[start]

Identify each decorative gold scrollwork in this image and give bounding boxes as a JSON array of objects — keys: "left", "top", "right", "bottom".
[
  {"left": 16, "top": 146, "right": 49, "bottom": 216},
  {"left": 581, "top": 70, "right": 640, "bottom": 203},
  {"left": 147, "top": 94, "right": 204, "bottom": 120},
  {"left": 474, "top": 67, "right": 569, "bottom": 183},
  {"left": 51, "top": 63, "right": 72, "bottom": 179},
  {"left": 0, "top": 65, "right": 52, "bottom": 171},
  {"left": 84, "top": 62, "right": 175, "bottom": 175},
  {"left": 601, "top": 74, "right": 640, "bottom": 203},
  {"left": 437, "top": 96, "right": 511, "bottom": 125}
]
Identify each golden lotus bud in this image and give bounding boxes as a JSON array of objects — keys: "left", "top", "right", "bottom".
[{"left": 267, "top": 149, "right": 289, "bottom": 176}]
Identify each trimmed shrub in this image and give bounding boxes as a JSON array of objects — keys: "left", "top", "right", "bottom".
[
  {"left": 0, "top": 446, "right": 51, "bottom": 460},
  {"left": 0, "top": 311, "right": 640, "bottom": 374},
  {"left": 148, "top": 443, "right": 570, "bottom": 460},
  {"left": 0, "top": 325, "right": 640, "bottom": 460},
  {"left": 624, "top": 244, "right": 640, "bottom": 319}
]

[end]

-- WHAT IS REQUIRED --
Multiply every bounding-box coordinate in the answers of the data above by 1.5 and round each result to a whole number, with halves rounded up. Then reproduce all of the data line by line, requests included, with only those coordinate values changed.

-- FINAL RESULT --
Identify each decorative gold scrollwork in this image and give bounding boxes as a JSON array of objects — keys: "left", "top", "right", "bottom".
[
  {"left": 24, "top": 219, "right": 74, "bottom": 324},
  {"left": 872, "top": 105, "right": 960, "bottom": 305},
  {"left": 221, "top": 141, "right": 306, "bottom": 180},
  {"left": 711, "top": 101, "right": 854, "bottom": 275},
  {"left": 77, "top": 95, "right": 108, "bottom": 269},
  {"left": 0, "top": 98, "right": 78, "bottom": 257},
  {"left": 126, "top": 93, "right": 263, "bottom": 263},
  {"left": 902, "top": 111, "right": 960, "bottom": 305},
  {"left": 656, "top": 144, "right": 767, "bottom": 188}
]
Identify each golden lotus bud in this image and give bounding boxes as a JSON array of objects — keys: "left", "top", "right", "bottom".
[{"left": 401, "top": 224, "right": 434, "bottom": 264}]
Identify each trimmed shrub in this image and give bounding boxes as a JSON array of objects — keys: "left", "top", "right", "bottom".
[
  {"left": 0, "top": 669, "right": 77, "bottom": 690},
  {"left": 0, "top": 467, "right": 960, "bottom": 561},
  {"left": 222, "top": 665, "right": 855, "bottom": 690},
  {"left": 0, "top": 488, "right": 960, "bottom": 690},
  {"left": 936, "top": 366, "right": 960, "bottom": 479}
]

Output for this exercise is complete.